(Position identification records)
## START

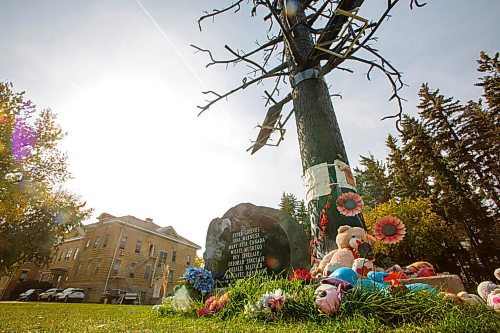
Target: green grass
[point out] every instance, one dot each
(61, 317)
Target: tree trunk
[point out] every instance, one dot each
(320, 140)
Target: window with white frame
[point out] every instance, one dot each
(123, 241)
(116, 267)
(76, 253)
(68, 254)
(23, 275)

## END

> **WORK TO DO**: Copy each line in full and exactly, omitting any picture.

> **TASK SOLUTION**:
Target: green grass
[point out] every instance, one dot each
(61, 317)
Target: tree trunk
[point out] every instance, one dot each
(320, 140)
Target: window with white frame
[point out] every instance, one dot each
(123, 241)
(116, 267)
(76, 253)
(68, 254)
(23, 275)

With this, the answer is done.